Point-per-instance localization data
-=-=-=-=-

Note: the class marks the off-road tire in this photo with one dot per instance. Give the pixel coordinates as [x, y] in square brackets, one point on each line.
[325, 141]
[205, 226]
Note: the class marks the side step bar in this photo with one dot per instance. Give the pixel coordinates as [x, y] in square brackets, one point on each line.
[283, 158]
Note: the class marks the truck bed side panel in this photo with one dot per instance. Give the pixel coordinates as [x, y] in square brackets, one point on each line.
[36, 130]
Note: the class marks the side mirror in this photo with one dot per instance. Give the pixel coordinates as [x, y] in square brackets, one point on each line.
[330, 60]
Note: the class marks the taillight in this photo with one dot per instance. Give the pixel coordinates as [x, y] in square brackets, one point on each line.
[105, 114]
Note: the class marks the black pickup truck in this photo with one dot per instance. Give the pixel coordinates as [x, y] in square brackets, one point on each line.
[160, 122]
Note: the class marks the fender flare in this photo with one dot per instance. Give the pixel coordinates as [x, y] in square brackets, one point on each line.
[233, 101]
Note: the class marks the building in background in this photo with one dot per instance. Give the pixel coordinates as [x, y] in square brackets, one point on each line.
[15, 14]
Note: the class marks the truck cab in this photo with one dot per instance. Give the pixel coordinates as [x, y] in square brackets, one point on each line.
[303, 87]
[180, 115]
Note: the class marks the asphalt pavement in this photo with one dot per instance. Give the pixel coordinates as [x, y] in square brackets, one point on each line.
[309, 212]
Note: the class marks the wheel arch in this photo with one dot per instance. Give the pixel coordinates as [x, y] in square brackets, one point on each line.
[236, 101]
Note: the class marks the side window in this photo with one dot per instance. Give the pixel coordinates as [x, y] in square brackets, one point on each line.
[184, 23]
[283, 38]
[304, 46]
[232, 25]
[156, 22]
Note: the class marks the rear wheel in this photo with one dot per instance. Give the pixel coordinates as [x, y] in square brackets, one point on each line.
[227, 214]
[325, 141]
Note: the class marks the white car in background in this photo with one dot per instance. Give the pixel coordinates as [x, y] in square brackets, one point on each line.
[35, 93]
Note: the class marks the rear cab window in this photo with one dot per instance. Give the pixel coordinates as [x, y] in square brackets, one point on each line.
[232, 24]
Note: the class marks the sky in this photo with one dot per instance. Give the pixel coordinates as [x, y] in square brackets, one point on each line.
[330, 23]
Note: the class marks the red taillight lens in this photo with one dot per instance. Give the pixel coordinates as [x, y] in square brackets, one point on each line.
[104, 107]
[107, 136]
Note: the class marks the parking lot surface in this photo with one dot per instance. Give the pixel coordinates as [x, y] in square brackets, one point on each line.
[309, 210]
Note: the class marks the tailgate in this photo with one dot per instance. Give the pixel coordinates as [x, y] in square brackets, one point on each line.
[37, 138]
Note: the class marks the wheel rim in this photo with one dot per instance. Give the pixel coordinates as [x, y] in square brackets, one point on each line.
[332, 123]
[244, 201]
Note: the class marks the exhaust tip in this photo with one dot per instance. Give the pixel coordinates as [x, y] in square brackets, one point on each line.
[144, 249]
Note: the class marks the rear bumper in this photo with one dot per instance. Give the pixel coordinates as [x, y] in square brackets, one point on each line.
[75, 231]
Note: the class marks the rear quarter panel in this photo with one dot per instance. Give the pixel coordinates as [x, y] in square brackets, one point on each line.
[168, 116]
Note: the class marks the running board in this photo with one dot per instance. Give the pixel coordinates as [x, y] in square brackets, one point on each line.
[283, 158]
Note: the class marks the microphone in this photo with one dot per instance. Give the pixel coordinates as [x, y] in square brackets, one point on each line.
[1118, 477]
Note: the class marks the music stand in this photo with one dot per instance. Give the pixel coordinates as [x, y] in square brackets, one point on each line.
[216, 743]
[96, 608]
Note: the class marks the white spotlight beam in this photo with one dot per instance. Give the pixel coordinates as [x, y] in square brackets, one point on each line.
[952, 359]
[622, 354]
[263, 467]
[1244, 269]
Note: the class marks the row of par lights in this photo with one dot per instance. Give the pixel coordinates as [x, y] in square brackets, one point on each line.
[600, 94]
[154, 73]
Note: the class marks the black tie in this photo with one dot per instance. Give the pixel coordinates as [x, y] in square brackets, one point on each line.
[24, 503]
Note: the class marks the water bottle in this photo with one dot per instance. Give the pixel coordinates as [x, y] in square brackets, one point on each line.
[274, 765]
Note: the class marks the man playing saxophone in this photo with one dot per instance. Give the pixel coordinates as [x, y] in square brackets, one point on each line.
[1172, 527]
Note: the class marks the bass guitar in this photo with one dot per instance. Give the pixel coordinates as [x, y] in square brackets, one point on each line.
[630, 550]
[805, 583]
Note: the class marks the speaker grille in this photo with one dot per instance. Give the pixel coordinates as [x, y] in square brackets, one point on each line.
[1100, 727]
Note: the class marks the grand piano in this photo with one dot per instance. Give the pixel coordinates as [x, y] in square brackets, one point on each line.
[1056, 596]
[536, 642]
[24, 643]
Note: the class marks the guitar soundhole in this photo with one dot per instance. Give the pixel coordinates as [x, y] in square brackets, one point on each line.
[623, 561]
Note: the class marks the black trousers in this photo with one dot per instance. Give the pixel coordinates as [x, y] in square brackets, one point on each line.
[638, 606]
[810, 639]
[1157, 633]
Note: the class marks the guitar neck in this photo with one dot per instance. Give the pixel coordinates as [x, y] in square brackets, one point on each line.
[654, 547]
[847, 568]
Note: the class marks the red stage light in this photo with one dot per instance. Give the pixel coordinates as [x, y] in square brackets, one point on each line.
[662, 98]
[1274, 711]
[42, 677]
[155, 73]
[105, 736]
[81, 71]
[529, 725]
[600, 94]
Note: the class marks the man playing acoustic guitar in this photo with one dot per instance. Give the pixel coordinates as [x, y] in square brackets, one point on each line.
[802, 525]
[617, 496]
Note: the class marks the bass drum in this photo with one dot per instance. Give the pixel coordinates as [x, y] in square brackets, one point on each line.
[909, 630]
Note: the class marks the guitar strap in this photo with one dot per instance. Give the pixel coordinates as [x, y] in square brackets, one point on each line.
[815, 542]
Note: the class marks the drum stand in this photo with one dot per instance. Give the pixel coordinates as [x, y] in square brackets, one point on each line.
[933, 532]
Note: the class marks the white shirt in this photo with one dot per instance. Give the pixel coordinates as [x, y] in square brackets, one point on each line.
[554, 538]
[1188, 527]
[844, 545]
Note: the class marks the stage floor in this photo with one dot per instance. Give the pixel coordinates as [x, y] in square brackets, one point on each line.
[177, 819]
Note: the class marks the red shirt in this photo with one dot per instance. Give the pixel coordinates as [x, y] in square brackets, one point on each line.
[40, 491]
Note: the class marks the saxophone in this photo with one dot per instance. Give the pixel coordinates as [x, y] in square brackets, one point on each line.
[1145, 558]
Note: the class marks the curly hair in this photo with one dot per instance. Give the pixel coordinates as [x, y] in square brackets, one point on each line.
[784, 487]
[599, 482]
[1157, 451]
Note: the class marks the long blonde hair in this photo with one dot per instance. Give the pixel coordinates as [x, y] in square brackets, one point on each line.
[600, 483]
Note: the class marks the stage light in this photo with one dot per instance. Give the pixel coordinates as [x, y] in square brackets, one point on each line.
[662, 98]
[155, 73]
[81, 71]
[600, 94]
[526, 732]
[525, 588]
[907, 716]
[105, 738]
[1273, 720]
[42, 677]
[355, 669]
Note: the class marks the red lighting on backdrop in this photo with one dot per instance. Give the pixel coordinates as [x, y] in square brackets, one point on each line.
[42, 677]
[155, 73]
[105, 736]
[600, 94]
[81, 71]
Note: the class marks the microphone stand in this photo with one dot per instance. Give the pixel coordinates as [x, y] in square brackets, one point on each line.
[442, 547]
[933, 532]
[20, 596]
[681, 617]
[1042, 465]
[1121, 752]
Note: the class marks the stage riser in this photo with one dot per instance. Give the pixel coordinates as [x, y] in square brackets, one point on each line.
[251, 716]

-=-=-=-=-

Exercise instructions
Only the lines from the one that contains "Note: the class marks the curly" to the end of the entries above should be given again, exactly and in full.

Task output
Note: the class marks the curly hair in this photo with one dot per instance. Give the pixel coordinates as [x, y] in square brackets, one point on each line.
[784, 487]
[599, 482]
[1157, 451]
Note: the class marks the long blonde hair in this photo with one dot per instance. Give the pixel coordinates as [x, y] in square brackets, one point on each line.
[600, 483]
Note: the class marks the stage light in this photo with one dot per instance. Give the pixel coordinates as [x, y] in square brackets, one point on each line.
[662, 98]
[155, 73]
[81, 71]
[600, 94]
[526, 732]
[525, 588]
[907, 716]
[105, 738]
[1273, 720]
[42, 677]
[355, 669]
Note: the class marks the red lighting on backdrop in this photo with one dot per instance. Give the pixel coordinates as [x, y] in square brackets, one point on each line.
[42, 677]
[155, 73]
[105, 736]
[600, 94]
[81, 71]
Note: the class marks the microphone stand in this photo with one dot per instance. Give the pixel coordinates as [x, y] in square brackets, one point on each line.
[442, 547]
[933, 532]
[20, 596]
[681, 617]
[1042, 465]
[1121, 752]
Note: the class marks the stage riser in this photo with one dot per instance. Give the pixel coordinates as [x, y] in square brackets, one point on each line.
[251, 716]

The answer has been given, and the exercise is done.